# Source document
------------------------------------------------------------

How African youth can manufacture the world

10 Nov, 2017 - 00:11 0 Views
How African youth can manufacture the world

eBusiness Weekly

Tinashe Mukogo and Musekiwa Samuriwo
Over the last series of articles, we have looked at the inherent advantages that exist for the African entrepreneur operating in the African Context. We looked at the benefits of obvious problems, the home-field advantage and the opportunities that exist in the massively underserved markets in Africa.

In this last article in the series, we would like to explore one more theme and African Advantage — the demographic dividend and the rise of the African Labour force.

The world is getting old
Most developed countries in the world have ageing populations. For example, the median age in the European Union is 41 compared to sub-Saharan Africa where the median age only 19.

In fact, all of the worlds 10 youngest populations are from Africa.
The economic impact of these demographics can be analysed by a number of ratios one of which is what is known as the dependency ratio. The dependency ratio measures the percent of dependent people (i.e. not of working age)/number of people of working age.

------------------------------------------------------------

# Excerpted records
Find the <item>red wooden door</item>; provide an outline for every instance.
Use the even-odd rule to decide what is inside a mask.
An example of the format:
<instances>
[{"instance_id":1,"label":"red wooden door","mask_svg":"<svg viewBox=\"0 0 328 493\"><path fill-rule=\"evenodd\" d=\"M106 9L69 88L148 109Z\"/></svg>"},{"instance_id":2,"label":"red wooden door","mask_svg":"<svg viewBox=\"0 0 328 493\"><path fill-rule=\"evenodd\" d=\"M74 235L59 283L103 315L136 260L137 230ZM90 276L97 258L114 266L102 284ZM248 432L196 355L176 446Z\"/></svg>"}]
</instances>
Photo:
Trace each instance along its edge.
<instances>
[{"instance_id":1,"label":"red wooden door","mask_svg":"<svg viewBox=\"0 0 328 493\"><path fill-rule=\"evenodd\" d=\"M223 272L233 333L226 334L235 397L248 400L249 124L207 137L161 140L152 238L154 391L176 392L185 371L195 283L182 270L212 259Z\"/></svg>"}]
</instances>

------------------------------------------------------------

# Check your understanding
• 1. Translate this sentence from the article on African youth and manufacturing into Spanish: "Most developed countries in the world have ageing populations."
• 2. According to the article on African youth and manufacturing, what is the median age in the European Union?
• 3. Continue the article on African youth and manufacturing from its last sentence.

# Responses
• 1. La mayoría de los países desarrollados del mundo tienen poblaciones envejecidas.

• 2. 41

• 3.
A high dependency ratio means a large percentage of the population is no longer able to work owing to age and is also indicative of a number of long-term negative economic effects such as lower tax revenues (older people tend to pay less tax) and higher government spending on health and pensions.

In addition, a high dependency ratio usually results in labour market shortages as there are not enough people to take up all the jobs that are in the market as most of populous are too old to work.

To illustrate how serious this problem can be, Japan, which has a median age of 49 and dependency ratio of 64 percent, has even put in place a number of Government initiatives such as state-sponsored dating services to ultimately try to reverse their ageing population by encouraging more people to have children.

Around the world, dependency rates are expected to increase significantly, in most cases doubling, but in Africa, only a mild increase is expected. This means that whilst other countries may struggle to find sufficient labour in future, in Africa, the availability of labour is not going to be an issue.

The largest workforce the world has ever seen
This young African population is eventually going to result in the largest workforce the world has ever seen. McKinsey expects that by 2034, the largest workforce in the world will be in Africa at over 1,4 billion people — even more than China and India.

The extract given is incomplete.